**Exercise requirements**
A complete response lists each line of the data below that includes the word "snow".

** Dataset entries follows **

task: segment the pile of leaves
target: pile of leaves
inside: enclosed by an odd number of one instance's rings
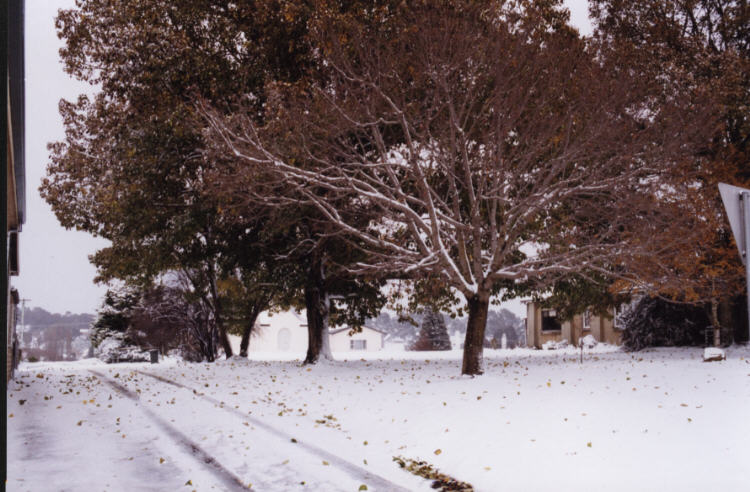
[[[432,480],[432,488],[435,490],[440,490],[442,492],[474,492],[474,486],[471,484],[461,482],[444,473],[440,473],[437,468],[433,467],[426,461],[416,461],[411,458],[404,458],[403,456],[394,456],[393,461],[413,475]]]

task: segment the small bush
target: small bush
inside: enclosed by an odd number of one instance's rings
[[[107,364],[117,362],[148,362],[151,356],[140,347],[130,345],[123,334],[109,336],[99,343],[95,350],[96,357]]]

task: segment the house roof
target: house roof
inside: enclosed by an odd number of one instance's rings
[[[270,326],[279,323],[287,326],[307,326],[307,317],[304,315],[304,312],[294,310],[276,313],[263,311],[258,316],[257,323],[261,326]]]
[[[372,326],[363,326],[362,328],[367,328],[368,330],[376,331],[376,332],[380,333],[381,335],[385,335],[385,334],[386,334],[386,332],[384,332],[383,330],[379,330],[379,329],[377,329],[377,328],[373,328]],[[348,326],[343,326],[343,327],[341,327],[341,328],[336,328],[336,329],[334,329],[334,330],[330,330],[330,331],[328,332],[328,334],[329,334],[329,335],[335,335],[335,334],[337,334],[337,333],[341,333],[342,331],[349,331],[349,330],[351,330],[351,328],[350,328],[350,327],[348,327]]]

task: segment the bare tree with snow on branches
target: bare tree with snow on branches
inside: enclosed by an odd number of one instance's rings
[[[366,251],[352,272],[460,292],[470,375],[501,283],[646,254],[628,233],[653,218],[659,176],[706,121],[682,94],[651,106],[656,82],[610,70],[559,17],[508,5],[428,1],[382,23],[324,12],[322,82],[270,86],[262,126],[200,105],[238,176],[284,183],[286,200],[315,205]],[[355,225],[357,210],[377,219]]]

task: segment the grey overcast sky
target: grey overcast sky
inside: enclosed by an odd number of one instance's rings
[[[587,0],[565,0],[572,23],[581,33],[591,32]],[[91,235],[63,229],[39,196],[39,184],[48,163],[47,143],[64,137],[57,111],[60,99],[92,93],[88,84],[71,79],[62,69],[55,33],[58,9],[74,0],[26,1],[26,224],[20,236],[21,275],[11,283],[27,307],[51,312],[93,313],[106,288],[93,282],[96,269],[88,256],[107,245]],[[524,317],[520,302],[507,306]]]

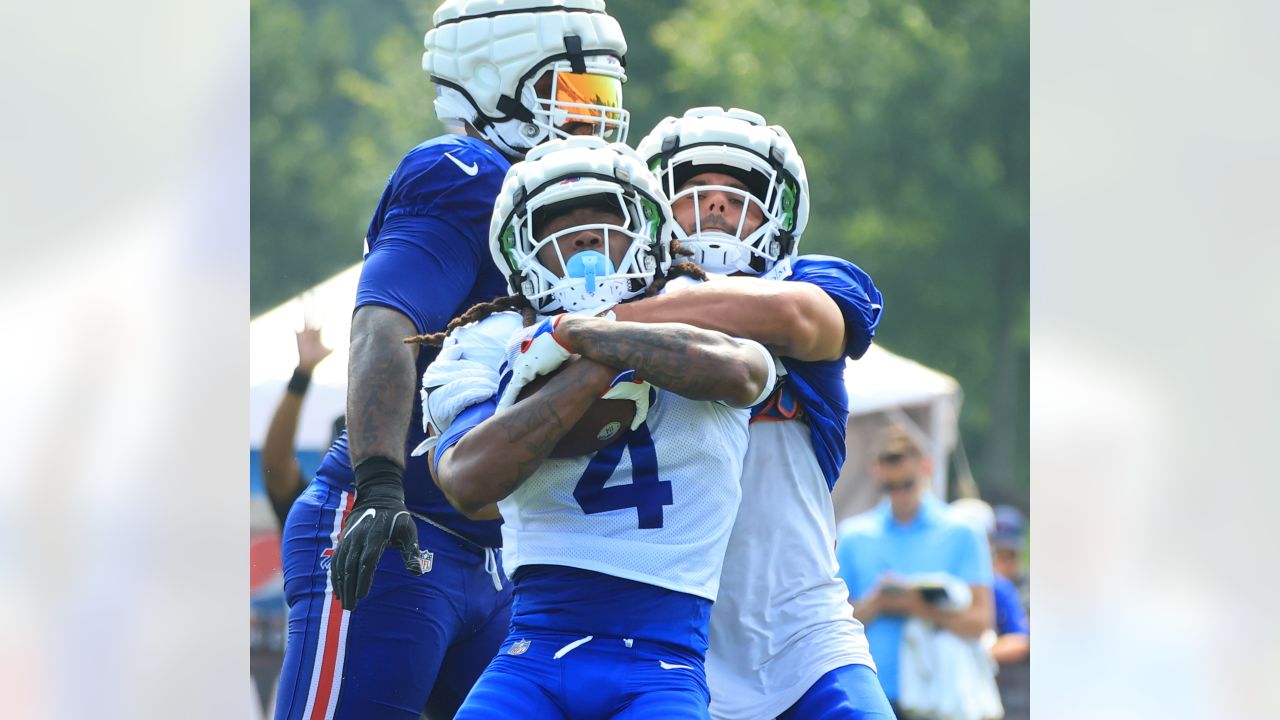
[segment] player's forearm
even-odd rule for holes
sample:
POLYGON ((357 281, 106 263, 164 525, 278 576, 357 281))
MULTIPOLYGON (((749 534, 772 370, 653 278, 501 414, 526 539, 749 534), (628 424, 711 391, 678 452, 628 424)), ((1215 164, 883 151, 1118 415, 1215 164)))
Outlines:
POLYGON ((691 400, 746 407, 768 382, 768 360, 758 349, 682 323, 566 317, 556 325, 556 338, 571 352, 635 370, 638 379, 691 400))
POLYGON ((395 310, 360 308, 351 322, 347 375, 347 442, 351 466, 386 457, 404 466, 405 436, 417 396, 417 346, 402 338, 417 332, 395 310))
POLYGON ((289 497, 302 478, 298 458, 293 453, 301 411, 302 396, 286 392, 271 416, 267 436, 262 441, 262 480, 272 500, 289 497))
POLYGON ((444 496, 475 517, 515 492, 616 375, 598 362, 572 360, 537 392, 472 428, 437 462, 444 496))
POLYGON ((844 318, 820 288, 803 282, 717 278, 614 308, 619 320, 681 322, 750 338, 782 357, 816 361, 844 351, 844 318))

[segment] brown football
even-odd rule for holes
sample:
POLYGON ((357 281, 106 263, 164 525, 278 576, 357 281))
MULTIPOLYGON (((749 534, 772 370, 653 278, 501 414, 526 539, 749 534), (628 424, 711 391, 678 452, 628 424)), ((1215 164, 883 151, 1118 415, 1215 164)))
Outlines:
MULTIPOLYGON (((538 391, 555 377, 556 370, 548 375, 534 378, 532 382, 520 390, 518 400, 523 400, 538 391)), ((596 400, 587 408, 586 414, 574 425, 560 442, 551 450, 553 458, 578 457, 590 455, 609 443, 617 440, 631 427, 631 420, 636 416, 636 404, 630 400, 596 400)))

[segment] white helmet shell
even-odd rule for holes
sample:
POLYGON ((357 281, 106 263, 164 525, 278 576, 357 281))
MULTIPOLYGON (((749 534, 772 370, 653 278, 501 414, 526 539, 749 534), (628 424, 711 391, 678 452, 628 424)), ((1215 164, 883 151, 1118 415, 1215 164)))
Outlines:
POLYGON ((494 203, 489 250, 510 291, 523 295, 540 314, 591 311, 637 297, 655 277, 665 275, 671 268, 674 228, 658 179, 634 150, 579 136, 539 145, 507 171, 494 203), (594 204, 616 207, 621 223, 578 225, 535 236, 535 215, 538 220, 554 216, 554 205, 568 210, 594 204), (549 213, 539 212, 547 208, 549 213), (578 255, 566 258, 556 242, 582 230, 597 230, 603 239, 604 257, 590 272, 575 267, 571 259, 578 255), (611 258, 616 252, 610 251, 617 242, 626 242, 627 249, 615 267, 611 258), (550 264, 538 257, 545 247, 556 257, 550 264))
POLYGON ((471 123, 505 154, 519 158, 560 126, 589 122, 598 134, 625 141, 621 106, 627 41, 604 0, 446 0, 423 40, 422 69, 437 85, 436 115, 471 123), (616 105, 539 99, 535 82, 548 71, 604 76, 616 105))
POLYGON ((693 259, 703 269, 770 278, 790 274, 791 259, 809 222, 809 179, 786 130, 749 110, 699 107, 659 122, 636 149, 673 205, 686 198, 694 203, 694 226, 677 227, 676 237, 682 248, 694 252, 693 259), (708 185, 681 190, 690 177, 703 172, 732 175, 751 191, 708 185), (736 231, 702 227, 700 200, 711 190, 743 196, 736 231), (757 206, 763 215, 754 230, 745 227, 746 204, 757 206))

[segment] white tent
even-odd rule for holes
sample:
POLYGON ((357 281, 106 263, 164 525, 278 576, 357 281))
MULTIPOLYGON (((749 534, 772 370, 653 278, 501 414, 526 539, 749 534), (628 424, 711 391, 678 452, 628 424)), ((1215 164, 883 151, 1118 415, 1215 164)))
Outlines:
MULTIPOLYGON (((297 364, 294 333, 302 326, 304 309, 323 322, 323 339, 333 354, 320 363, 312 377, 298 425, 297 447, 319 451, 328 444, 333 420, 346 406, 347 347, 359 277, 357 264, 309 290, 305 299, 290 300, 250 322, 250 448, 261 446, 271 413, 297 364)), ((869 446, 875 432, 892 421, 918 432, 933 459, 934 489, 944 493, 960 412, 961 392, 956 381, 872 346, 861 360, 849 361, 845 383, 849 388, 849 454, 833 496, 836 516, 843 518, 874 504, 869 446)))
POLYGON ((249 323, 250 448, 262 446, 271 414, 298 364, 294 333, 302 328, 304 314, 323 325, 321 339, 333 354, 311 376, 298 420, 297 447, 323 450, 328 446, 334 418, 346 412, 347 347, 359 280, 356 264, 249 323))
POLYGON ((876 433, 899 422, 916 434, 933 461, 933 490, 946 494, 947 466, 958 439, 962 394, 954 378, 872 345, 861 360, 849 360, 849 426, 840 480, 832 493, 836 518, 875 504, 879 489, 870 476, 876 433))

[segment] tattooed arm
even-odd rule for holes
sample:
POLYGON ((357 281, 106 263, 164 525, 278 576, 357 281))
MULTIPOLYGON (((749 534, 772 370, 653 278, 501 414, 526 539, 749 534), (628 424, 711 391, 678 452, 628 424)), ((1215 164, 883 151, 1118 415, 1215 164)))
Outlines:
MULTIPOLYGON (((463 515, 473 520, 498 517, 494 503, 533 475, 617 374, 586 358, 565 363, 537 392, 445 447, 435 461, 436 484, 463 515)), ((455 425, 464 422, 463 415, 455 425)))
POLYGON ((566 316, 555 337, 570 352, 635 370, 638 379, 690 400, 750 407, 772 384, 773 362, 762 347, 691 325, 566 316))

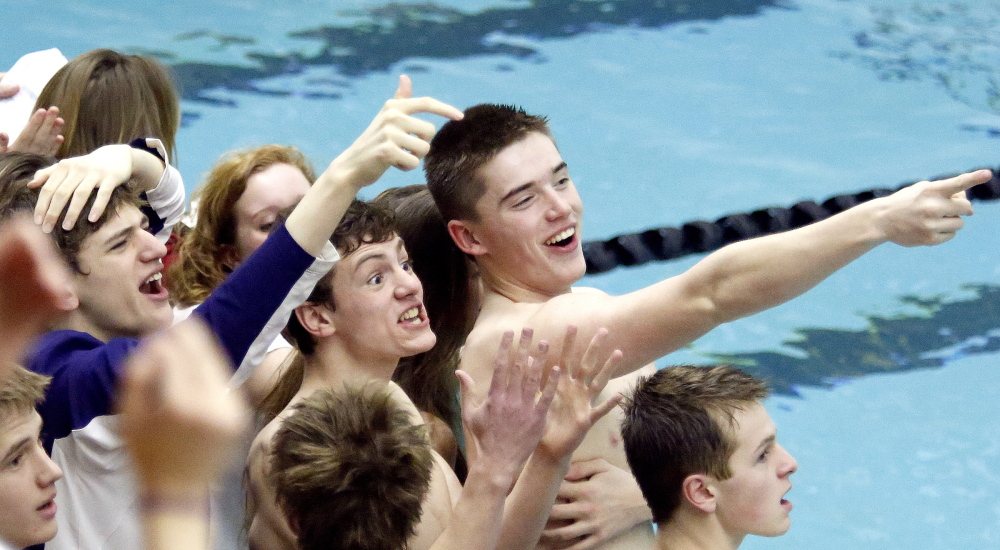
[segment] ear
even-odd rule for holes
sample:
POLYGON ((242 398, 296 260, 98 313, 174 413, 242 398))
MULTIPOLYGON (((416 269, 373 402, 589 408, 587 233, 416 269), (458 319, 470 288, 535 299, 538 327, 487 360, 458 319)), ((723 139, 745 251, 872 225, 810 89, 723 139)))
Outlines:
POLYGON ((684 494, 684 500, 695 508, 706 514, 715 513, 718 500, 714 477, 705 474, 689 475, 681 483, 681 492, 684 494))
POLYGON ((448 222, 448 234, 451 240, 455 241, 458 249, 466 254, 482 256, 488 252, 486 247, 479 242, 473 228, 469 222, 463 220, 451 220, 448 222))
POLYGON ((76 283, 67 280, 66 284, 56 291, 56 309, 73 311, 80 307, 80 296, 76 292, 76 283))
POLYGON ((219 245, 219 263, 230 272, 240 265, 240 255, 237 254, 235 245, 219 245))
POLYGON ((325 338, 337 331, 337 327, 333 324, 332 313, 330 308, 322 304, 305 303, 295 308, 295 317, 298 318, 299 324, 317 338, 325 338))

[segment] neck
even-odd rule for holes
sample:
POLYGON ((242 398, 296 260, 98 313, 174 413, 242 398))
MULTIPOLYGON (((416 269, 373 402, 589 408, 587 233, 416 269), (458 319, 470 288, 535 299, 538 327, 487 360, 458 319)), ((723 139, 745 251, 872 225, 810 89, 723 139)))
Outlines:
POLYGON ((358 358, 337 342, 321 341, 316 352, 306 358, 299 395, 318 389, 340 389, 344 385, 388 382, 398 363, 399 358, 358 358))
POLYGON ((94 338, 102 342, 108 342, 112 338, 120 338, 125 336, 131 336, 135 338, 142 337, 141 334, 120 334, 117 331, 101 327, 93 323, 86 315, 80 312, 79 309, 71 311, 65 319, 56 323, 53 327, 55 330, 75 330, 77 332, 85 332, 94 338))
POLYGON ((727 533, 714 514, 682 510, 657 525, 657 550, 736 550, 743 535, 727 533))
POLYGON ((560 294, 570 292, 571 287, 568 285, 559 289, 535 288, 491 267, 485 262, 480 264, 484 304, 489 302, 491 297, 502 297, 511 302, 544 303, 560 294))

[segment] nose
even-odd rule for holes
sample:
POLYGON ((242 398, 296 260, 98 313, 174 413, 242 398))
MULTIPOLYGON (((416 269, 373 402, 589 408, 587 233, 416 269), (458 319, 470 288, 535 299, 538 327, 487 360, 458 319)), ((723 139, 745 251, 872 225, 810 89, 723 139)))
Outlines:
POLYGON ((777 447, 782 455, 784 455, 782 456, 780 466, 778 467, 778 475, 781 477, 788 477, 799 469, 799 463, 795 460, 795 457, 785 450, 784 447, 781 445, 778 445, 777 447))
POLYGON ((564 218, 569 215, 570 211, 572 211, 566 197, 564 197, 558 190, 550 187, 546 189, 545 194, 549 202, 549 208, 545 212, 545 218, 548 221, 555 221, 560 218, 564 218))
POLYGON ((160 242, 155 235, 148 231, 143 231, 139 235, 140 250, 139 259, 144 262, 153 262, 167 255, 167 246, 160 242))
POLYGON ((406 270, 402 267, 397 269, 399 270, 399 273, 396 278, 396 298, 402 300, 415 294, 420 295, 423 293, 424 287, 420 284, 420 279, 417 278, 417 274, 414 273, 412 269, 406 270))
POLYGON ((58 464, 53 461, 48 454, 46 454, 45 449, 41 445, 36 448, 38 453, 38 460, 40 461, 40 467, 38 469, 38 486, 48 487, 56 481, 62 479, 63 471, 58 464))

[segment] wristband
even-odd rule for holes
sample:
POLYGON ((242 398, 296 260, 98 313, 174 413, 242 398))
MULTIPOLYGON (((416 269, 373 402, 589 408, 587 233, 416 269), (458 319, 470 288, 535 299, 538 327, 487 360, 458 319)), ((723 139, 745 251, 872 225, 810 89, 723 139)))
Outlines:
POLYGON ((163 146, 163 142, 156 138, 137 138, 133 139, 128 143, 129 147, 133 149, 141 149, 154 157, 160 159, 160 161, 167 165, 167 148, 163 146))
POLYGON ((141 510, 143 514, 208 517, 209 498, 208 495, 142 495, 139 497, 139 510, 141 510))

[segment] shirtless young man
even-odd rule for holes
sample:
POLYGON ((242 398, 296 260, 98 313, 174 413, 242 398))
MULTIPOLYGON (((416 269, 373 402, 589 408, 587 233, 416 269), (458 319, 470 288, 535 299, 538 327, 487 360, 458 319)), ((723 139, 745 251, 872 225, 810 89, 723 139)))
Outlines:
MULTIPOLYGON (((301 363, 289 367, 275 391, 287 393, 293 381, 297 391, 258 434, 250 451, 251 548, 296 548, 297 535, 275 498, 270 469, 274 435, 285 419, 295 414, 299 403, 318 390, 377 383, 390 389, 414 425, 423 424, 413 402, 390 382, 402 357, 425 352, 436 340, 424 311, 423 288, 413 274, 391 214, 356 202, 331 241, 342 255, 340 262, 296 309, 288 327, 302 354, 301 363)), ((566 334, 570 343, 562 347, 573 348, 575 329, 566 329, 566 334)), ((540 344, 539 357, 530 359, 530 330, 522 332, 513 354, 509 353, 513 333, 502 337, 499 353, 494 350, 490 359, 491 374, 484 381, 489 393, 484 398, 474 396, 476 383, 459 374, 467 445, 477 450, 477 457, 470 462, 462 487, 448 464, 432 451, 429 493, 409 548, 490 550, 535 545, 573 450, 617 401, 611 398, 592 404, 621 359, 617 352, 602 356, 606 336, 606 331, 600 331, 582 354, 569 355, 567 351, 566 356, 557 358, 562 372, 550 375, 537 404, 535 395, 542 389, 548 345, 540 344), (603 361, 605 357, 609 357, 607 361, 603 361), (494 365, 496 377, 492 375, 494 365), (512 398, 520 395, 517 399, 521 401, 511 401, 505 397, 508 394, 512 398), (553 395, 555 401, 549 407, 553 395), (507 498, 522 465, 524 469, 507 498)))
MULTIPOLYGON (((626 375, 721 323, 786 302, 885 242, 934 245, 972 214, 964 191, 987 181, 981 170, 921 182, 813 225, 729 245, 687 272, 623 296, 573 292, 585 272, 583 203, 545 119, 480 105, 438 132, 425 159, 427 184, 448 231, 475 258, 483 303, 462 353, 462 369, 489 376, 503 331, 531 326, 558 341, 560 327, 581 338, 607 327, 625 360, 607 392, 626 375)), ((554 350, 558 352, 558 350, 554 350)), ((543 543, 574 549, 648 548, 648 510, 627 471, 621 415, 606 416, 574 455, 574 467, 552 511, 543 543), (631 489, 627 489, 630 487, 631 489)))
MULTIPOLYGON (((329 238, 357 191, 392 166, 419 165, 434 126, 412 115, 461 117, 441 102, 410 96, 403 78, 396 97, 331 162, 285 225, 195 311, 236 368, 252 368, 254 356, 333 265, 329 238)), ((45 446, 65 474, 58 493, 60 529, 51 543, 56 549, 141 544, 138 495, 122 456, 112 397, 127 357, 141 339, 169 326, 173 313, 160 283, 166 249, 146 231, 155 220, 119 187, 130 176, 155 183, 165 167, 148 152, 126 149, 107 146, 50 168, 43 157, 0 155, 0 216, 34 210, 75 268, 67 298, 71 311, 58 330, 38 340, 25 363, 52 377, 39 413, 45 446), (98 157, 102 151, 112 161, 98 157), (45 177, 40 191, 26 187, 45 177), (101 212, 95 203, 111 206, 101 212), (75 223, 82 212, 86 221, 75 223)))
POLYGON ((669 367, 625 405, 625 454, 658 550, 736 550, 788 531, 798 464, 777 442, 763 382, 732 367, 669 367))

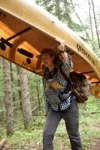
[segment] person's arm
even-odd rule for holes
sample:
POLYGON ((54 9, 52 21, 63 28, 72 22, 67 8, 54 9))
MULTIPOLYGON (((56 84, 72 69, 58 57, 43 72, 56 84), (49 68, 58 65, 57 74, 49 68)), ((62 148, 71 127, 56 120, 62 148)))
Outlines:
POLYGON ((58 37, 56 38, 56 41, 58 42, 58 45, 57 45, 58 52, 60 53, 60 55, 66 62, 69 62, 69 57, 68 57, 68 54, 66 53, 66 48, 65 48, 65 41, 58 37))
POLYGON ((60 38, 56 38, 56 41, 58 42, 58 53, 60 53, 62 57, 63 64, 61 66, 61 69, 66 74, 67 77, 69 77, 70 71, 73 68, 73 62, 71 56, 66 52, 65 42, 64 40, 60 38))

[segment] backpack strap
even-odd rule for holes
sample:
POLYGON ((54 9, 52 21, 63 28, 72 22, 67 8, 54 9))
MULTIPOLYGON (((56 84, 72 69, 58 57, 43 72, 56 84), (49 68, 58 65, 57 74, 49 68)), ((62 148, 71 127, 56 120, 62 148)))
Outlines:
POLYGON ((66 76, 66 74, 64 73, 64 71, 62 70, 61 66, 59 67, 60 73, 63 75, 63 77, 65 78, 65 80, 70 81, 70 78, 66 76))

** End of Dataset entries **

**Answer to this problem**
task: segment the bare tree with snow on branches
target: bare tree with snow on branches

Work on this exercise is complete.